Work to do =
Report each line in the records below that contains the string "shown", reproducing every matching line in full. The match is case-sensitive.

Dataset rows =
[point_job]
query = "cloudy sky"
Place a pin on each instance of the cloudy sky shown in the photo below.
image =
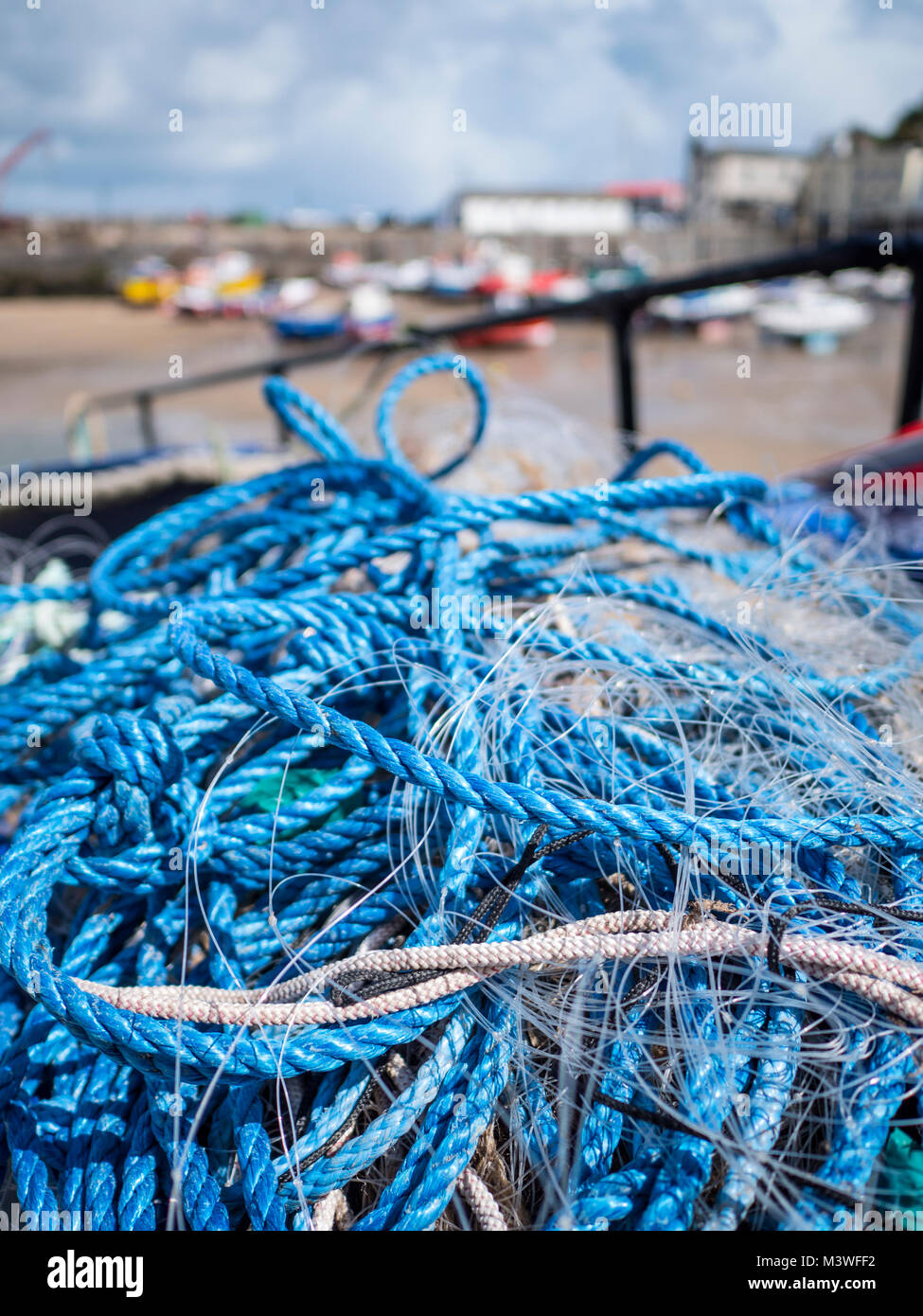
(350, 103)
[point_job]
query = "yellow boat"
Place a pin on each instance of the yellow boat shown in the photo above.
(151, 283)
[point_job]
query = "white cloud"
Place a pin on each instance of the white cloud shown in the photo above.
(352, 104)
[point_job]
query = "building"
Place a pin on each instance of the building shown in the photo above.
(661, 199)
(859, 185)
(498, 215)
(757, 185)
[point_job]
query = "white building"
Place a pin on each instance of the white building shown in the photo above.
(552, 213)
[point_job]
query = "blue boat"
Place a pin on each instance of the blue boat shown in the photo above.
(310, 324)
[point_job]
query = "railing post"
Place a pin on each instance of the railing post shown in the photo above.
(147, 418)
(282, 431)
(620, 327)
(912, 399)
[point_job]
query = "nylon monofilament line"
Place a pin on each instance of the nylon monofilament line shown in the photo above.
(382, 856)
* * *
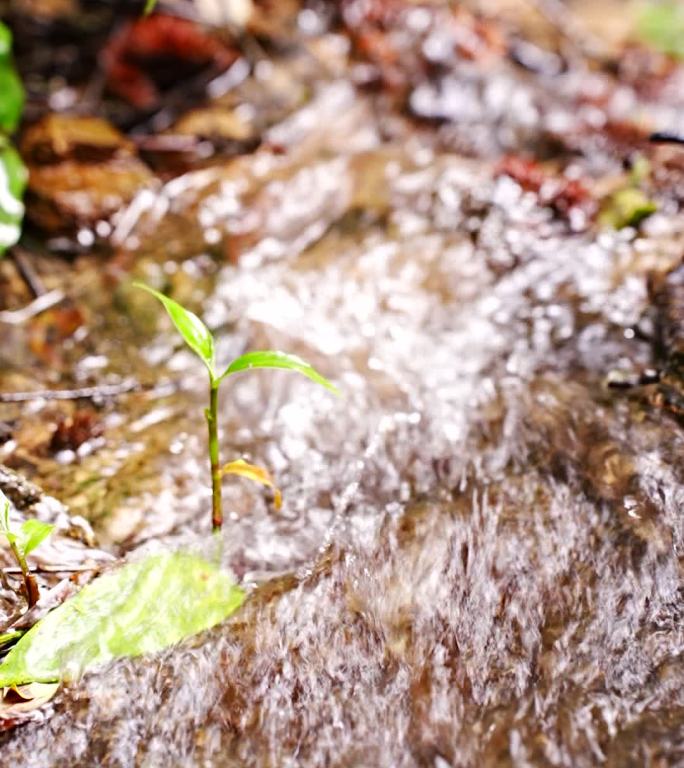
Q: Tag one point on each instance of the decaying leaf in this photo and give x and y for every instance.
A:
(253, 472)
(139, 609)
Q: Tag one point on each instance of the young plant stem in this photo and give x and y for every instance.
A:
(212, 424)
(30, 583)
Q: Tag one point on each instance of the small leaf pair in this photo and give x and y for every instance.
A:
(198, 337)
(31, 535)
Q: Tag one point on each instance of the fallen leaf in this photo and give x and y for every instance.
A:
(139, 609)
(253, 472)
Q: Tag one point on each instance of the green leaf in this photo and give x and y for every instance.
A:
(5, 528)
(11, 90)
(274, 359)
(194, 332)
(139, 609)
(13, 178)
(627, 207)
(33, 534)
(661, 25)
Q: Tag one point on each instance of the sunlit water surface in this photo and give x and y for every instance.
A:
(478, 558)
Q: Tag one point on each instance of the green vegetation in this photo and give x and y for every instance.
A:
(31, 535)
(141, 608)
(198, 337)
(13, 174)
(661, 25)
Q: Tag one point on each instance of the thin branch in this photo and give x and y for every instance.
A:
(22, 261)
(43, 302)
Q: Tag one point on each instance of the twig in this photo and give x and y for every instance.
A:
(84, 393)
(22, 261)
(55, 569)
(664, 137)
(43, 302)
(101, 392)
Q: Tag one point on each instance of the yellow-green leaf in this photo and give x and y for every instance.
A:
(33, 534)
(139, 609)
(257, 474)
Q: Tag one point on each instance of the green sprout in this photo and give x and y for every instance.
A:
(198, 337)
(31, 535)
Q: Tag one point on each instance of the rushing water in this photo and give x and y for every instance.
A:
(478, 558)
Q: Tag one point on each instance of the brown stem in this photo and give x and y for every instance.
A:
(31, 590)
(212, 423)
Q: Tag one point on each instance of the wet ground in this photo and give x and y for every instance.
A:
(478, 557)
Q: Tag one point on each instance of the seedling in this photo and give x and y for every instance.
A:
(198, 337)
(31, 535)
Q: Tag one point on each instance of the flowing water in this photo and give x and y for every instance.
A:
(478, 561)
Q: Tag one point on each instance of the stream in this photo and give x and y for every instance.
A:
* * *
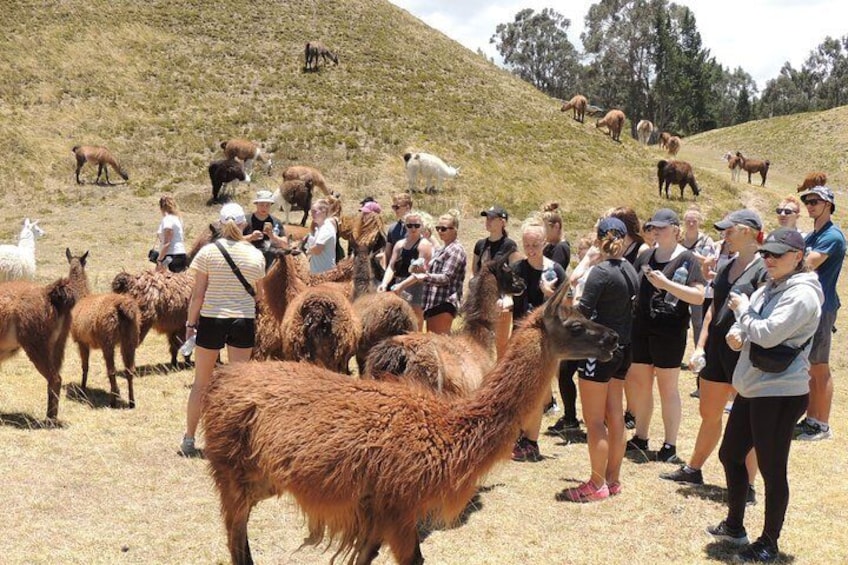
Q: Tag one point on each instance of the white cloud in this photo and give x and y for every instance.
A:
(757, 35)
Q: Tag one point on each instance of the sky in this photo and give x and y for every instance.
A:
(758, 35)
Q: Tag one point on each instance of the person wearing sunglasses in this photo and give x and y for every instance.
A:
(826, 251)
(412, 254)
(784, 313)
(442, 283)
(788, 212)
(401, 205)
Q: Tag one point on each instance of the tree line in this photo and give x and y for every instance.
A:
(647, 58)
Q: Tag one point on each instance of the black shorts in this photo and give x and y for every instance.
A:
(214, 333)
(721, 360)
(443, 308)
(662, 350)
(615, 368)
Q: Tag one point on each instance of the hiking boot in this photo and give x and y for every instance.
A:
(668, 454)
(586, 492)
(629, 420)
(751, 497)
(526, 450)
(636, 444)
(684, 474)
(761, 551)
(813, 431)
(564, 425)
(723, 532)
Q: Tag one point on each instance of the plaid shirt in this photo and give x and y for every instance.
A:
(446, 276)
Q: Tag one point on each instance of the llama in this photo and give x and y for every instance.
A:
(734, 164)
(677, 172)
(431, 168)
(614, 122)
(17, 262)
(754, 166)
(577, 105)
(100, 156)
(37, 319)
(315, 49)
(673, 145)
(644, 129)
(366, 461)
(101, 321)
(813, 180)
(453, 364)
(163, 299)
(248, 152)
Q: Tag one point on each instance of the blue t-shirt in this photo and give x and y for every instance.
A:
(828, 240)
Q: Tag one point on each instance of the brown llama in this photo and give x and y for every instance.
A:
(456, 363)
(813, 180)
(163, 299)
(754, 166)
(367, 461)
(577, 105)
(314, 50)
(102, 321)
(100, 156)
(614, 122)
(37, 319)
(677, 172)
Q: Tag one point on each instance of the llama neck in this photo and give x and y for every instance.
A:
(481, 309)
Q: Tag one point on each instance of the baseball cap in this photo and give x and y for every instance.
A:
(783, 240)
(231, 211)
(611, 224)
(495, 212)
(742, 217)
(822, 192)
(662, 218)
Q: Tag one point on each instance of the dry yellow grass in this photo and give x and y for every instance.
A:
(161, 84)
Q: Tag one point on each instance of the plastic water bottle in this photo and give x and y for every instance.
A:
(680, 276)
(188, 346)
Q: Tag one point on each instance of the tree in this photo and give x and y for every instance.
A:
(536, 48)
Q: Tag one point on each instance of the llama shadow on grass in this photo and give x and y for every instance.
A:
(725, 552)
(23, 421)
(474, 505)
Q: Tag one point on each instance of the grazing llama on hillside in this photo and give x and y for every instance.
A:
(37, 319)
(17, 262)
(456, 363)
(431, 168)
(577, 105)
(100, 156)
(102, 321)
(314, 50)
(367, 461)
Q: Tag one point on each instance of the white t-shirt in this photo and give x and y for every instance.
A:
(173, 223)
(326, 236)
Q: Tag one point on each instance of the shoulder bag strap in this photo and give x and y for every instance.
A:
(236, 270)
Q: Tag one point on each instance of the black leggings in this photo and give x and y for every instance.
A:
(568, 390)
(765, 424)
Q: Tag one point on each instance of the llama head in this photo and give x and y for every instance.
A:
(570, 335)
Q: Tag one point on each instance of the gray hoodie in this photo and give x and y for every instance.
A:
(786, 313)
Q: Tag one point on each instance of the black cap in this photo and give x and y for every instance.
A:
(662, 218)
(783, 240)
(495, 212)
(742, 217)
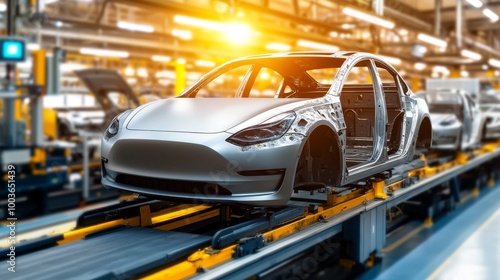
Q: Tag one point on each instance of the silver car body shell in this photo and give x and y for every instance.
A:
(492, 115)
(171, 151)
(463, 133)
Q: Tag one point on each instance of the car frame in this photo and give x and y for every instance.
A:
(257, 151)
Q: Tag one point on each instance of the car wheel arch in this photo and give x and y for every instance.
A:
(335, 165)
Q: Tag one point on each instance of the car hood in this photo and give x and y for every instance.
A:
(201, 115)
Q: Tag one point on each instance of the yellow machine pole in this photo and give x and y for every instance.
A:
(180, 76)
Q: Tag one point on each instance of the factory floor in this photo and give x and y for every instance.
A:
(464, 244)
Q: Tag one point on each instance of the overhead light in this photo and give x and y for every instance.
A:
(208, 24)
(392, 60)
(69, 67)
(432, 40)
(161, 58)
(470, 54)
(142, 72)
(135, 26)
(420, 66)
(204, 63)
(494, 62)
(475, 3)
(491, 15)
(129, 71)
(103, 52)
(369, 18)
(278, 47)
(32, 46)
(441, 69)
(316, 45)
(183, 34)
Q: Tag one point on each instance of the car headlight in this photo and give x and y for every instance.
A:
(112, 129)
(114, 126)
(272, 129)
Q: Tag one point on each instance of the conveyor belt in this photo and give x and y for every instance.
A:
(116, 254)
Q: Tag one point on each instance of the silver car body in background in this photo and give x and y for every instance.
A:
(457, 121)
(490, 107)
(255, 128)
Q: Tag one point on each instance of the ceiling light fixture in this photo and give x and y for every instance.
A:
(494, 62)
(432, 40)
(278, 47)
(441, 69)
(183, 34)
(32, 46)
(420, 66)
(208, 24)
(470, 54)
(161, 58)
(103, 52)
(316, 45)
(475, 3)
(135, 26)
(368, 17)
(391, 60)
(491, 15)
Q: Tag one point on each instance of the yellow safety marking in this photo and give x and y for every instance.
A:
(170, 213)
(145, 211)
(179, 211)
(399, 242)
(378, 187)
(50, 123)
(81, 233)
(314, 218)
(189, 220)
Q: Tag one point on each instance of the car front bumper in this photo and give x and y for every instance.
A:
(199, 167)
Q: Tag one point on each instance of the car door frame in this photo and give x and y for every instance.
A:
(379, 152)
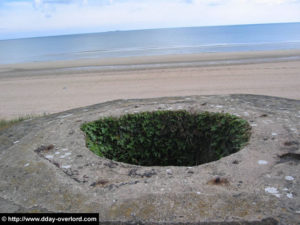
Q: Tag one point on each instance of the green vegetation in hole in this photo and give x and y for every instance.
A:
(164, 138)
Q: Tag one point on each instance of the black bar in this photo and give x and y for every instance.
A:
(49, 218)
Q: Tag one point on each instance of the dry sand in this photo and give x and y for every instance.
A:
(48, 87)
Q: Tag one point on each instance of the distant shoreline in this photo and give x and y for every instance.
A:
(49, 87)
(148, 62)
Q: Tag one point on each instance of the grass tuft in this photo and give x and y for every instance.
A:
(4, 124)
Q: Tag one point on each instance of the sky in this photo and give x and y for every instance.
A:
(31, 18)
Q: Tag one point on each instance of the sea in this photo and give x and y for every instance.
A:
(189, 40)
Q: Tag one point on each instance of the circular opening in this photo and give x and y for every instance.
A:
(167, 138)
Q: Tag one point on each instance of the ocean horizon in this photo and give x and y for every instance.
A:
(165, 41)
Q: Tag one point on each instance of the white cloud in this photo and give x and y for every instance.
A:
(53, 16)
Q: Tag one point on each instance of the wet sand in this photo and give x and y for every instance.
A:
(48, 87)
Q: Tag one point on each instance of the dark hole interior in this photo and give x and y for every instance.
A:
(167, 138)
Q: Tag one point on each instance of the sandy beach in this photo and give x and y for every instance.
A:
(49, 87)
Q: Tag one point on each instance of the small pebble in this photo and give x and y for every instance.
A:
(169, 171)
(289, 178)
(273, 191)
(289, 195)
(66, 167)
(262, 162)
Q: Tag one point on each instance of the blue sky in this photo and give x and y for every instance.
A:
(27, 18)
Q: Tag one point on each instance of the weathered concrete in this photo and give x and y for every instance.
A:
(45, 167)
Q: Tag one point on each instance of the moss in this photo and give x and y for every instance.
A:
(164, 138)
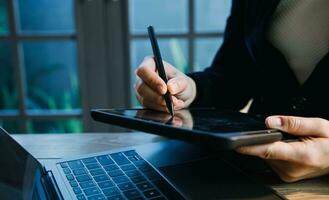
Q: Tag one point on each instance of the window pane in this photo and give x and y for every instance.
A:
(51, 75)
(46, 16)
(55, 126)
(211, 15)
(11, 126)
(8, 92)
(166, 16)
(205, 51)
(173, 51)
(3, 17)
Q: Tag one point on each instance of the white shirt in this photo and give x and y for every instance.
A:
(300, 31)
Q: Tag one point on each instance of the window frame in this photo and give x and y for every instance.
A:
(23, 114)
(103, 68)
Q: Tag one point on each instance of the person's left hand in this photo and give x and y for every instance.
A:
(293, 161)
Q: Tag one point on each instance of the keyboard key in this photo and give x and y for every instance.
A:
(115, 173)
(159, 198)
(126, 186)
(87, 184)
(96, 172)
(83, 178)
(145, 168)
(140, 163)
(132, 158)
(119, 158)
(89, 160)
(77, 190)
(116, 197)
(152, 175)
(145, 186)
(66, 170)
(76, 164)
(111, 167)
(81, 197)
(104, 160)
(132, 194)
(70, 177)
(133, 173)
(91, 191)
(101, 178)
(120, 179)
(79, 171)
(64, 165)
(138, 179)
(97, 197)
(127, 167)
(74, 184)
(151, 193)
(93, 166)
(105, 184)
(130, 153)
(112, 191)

Answer to this problem =
Place a pin on each instance of the cloudy sky shown in the photo below.
Place a pin on each instance of the yellow boat shown in the photo above.
Place a pin on each instance of the white cloud shown in the photo above.
Place a pin on each instance of the building shown in the photo above.
Place a pin on each instance of the white building shown in the photo above.
Place a pin on each instance of the blue boat shown in the photo above.
Place a pin on each instance of the railing post shown in the photo above.
Place a pin on each instance of the nylon monofilament line shown in the photo above.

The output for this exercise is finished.